=== THE PROBLEM ===
Reproduce the malaria gift article word for word, covering everything from "Hopkins officials had" down to "Flora Hewlett Foundation.".
+++ SUPPLIED PASSAGE +++
$100 million given to study malaria


Monday, May 7th 2001, 12:00 am
By: News On 6


WASHINGTON – Johns Hopkins University announced Sunday that an anonymous donor has pledged $100 million to the school – the latest in a remarkable series of nine-figure donations to U.S. colleges – to create an institute devoted to finding a new vaccine and treatment for malaria.

This is one of the largest gifts to a university designated for a single purpose – in this case, to battle a disease that kills more than 1 million people every year.

Hopkins officials had talked to the donor about the need for new classroom and laboratory space on their Baltimore campuses. But the philanthropist had loftier aims, said Alfred Sommer, dean of the university's public health school.

"The response was, 'I know you need space and buildings, but that's not going to make a real difference in the world,'" Mr. Sommer recalled.

Aided by a surging stock market, benefactors started showering U.S. colleges with epic sums of money in the late 1990s. Institutions of higher education received about $19.4 billion in gifts in 1999-2000, the vast majority from a small number of donors.

In the past few months there have been: a $350 million gift to Massachusetts Institute of Technology, $360 million for Rensselaer Polytechnic Institute, and last week's gift of $400 million to Stanford University from the William and Flora Hewlett Foundation.
+++ PROVIDED RECORDS +++
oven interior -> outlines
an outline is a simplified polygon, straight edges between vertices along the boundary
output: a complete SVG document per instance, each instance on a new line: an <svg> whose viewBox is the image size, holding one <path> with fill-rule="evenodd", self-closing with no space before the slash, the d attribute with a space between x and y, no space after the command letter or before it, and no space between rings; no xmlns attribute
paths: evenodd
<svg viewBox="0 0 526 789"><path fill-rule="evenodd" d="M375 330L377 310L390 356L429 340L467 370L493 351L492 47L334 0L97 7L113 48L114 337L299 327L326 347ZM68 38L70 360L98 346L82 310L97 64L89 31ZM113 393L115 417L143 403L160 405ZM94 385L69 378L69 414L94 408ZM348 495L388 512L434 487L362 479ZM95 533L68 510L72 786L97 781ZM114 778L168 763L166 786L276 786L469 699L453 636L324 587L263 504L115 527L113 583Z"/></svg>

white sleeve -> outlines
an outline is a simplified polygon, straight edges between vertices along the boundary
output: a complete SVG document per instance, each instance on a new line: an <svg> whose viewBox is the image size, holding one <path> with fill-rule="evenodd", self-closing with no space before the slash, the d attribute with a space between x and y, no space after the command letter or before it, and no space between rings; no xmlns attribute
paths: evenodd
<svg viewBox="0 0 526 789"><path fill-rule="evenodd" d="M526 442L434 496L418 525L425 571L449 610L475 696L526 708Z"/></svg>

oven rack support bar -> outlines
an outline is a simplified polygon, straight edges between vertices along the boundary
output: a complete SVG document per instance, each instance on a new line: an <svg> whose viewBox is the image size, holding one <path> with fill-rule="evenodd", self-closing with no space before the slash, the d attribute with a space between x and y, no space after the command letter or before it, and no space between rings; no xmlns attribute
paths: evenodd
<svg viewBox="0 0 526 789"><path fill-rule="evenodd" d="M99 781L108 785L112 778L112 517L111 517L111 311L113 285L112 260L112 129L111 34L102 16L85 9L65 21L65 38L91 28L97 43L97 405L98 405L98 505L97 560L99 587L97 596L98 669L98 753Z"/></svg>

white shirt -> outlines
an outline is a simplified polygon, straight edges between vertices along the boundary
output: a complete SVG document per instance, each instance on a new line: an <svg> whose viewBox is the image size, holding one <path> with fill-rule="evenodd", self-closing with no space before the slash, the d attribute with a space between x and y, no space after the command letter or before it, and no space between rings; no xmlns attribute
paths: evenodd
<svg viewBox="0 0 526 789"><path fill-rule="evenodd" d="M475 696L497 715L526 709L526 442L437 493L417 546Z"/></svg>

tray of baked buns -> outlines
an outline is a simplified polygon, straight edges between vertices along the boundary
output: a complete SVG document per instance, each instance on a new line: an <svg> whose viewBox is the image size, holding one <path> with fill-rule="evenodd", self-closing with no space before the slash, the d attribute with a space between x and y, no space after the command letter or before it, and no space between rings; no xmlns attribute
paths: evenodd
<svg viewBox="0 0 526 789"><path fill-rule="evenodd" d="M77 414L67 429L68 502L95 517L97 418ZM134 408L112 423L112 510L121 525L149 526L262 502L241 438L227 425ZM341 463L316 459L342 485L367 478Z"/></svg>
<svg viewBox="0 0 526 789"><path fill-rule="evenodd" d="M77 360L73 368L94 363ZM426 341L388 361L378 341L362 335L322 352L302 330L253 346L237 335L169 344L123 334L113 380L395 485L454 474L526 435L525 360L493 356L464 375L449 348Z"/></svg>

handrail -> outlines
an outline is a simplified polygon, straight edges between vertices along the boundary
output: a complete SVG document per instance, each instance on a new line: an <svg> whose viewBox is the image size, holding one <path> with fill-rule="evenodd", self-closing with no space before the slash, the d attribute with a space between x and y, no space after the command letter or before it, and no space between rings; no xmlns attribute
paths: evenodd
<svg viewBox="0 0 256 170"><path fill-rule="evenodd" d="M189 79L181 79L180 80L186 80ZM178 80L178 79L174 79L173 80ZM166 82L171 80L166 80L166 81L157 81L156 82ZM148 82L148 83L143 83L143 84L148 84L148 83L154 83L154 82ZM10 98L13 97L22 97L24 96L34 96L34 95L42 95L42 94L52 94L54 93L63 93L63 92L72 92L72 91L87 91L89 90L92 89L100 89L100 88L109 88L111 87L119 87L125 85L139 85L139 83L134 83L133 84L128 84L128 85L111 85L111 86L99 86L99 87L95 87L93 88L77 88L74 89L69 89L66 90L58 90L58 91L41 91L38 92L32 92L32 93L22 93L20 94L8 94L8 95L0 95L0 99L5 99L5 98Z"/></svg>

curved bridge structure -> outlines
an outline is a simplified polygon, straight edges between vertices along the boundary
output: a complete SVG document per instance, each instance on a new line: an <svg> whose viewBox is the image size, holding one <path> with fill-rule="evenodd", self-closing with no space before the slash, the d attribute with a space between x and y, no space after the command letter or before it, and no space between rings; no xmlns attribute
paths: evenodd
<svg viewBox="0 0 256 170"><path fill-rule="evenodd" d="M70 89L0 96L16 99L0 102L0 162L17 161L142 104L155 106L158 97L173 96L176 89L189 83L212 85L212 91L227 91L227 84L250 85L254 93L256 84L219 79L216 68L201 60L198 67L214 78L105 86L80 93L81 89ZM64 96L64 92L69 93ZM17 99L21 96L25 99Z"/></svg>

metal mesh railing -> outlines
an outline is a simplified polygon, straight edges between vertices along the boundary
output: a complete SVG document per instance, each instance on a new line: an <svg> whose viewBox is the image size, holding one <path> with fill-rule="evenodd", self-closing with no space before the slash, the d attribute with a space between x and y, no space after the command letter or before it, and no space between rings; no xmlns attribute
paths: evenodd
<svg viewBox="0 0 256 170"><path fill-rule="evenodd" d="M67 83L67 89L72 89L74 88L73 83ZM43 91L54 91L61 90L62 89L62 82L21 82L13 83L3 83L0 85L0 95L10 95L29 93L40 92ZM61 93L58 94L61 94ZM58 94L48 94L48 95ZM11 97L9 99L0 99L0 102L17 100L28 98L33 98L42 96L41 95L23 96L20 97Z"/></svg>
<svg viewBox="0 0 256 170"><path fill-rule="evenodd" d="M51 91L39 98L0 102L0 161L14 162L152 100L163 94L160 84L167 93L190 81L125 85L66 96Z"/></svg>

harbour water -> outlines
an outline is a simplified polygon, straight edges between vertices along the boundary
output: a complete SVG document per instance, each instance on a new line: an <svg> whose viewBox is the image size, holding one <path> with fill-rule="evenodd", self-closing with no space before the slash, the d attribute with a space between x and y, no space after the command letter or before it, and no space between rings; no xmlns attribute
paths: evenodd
+++
=== YOUR SOLUTION ===
Hopkins officials had talked to the donor about the need for new classroom and laboratory space on their Baltimore campuses. But the philanthropist had loftier aims, said Alfred Sommer, dean of the university's public health school.

"The response was, 'I know you need space and buildings, but that's not going to make a real difference in the world,'" Mr. Sommer recalled.

Aided by a surging stock market, benefactors started showering U.S. colleges with epic sums of money in the late 1990s. Institutions of higher education received about $19.4 billion in gifts in 1999-2000, the vast majority from a small number of donors.

In the past few months there have been: a $350 million gift to Massachusetts Institute of Technology, $360 million for Rensselaer Polytechnic Institute, and last week's gift of $400 million to Stanford University from the William and Flora Hewlett Foundation.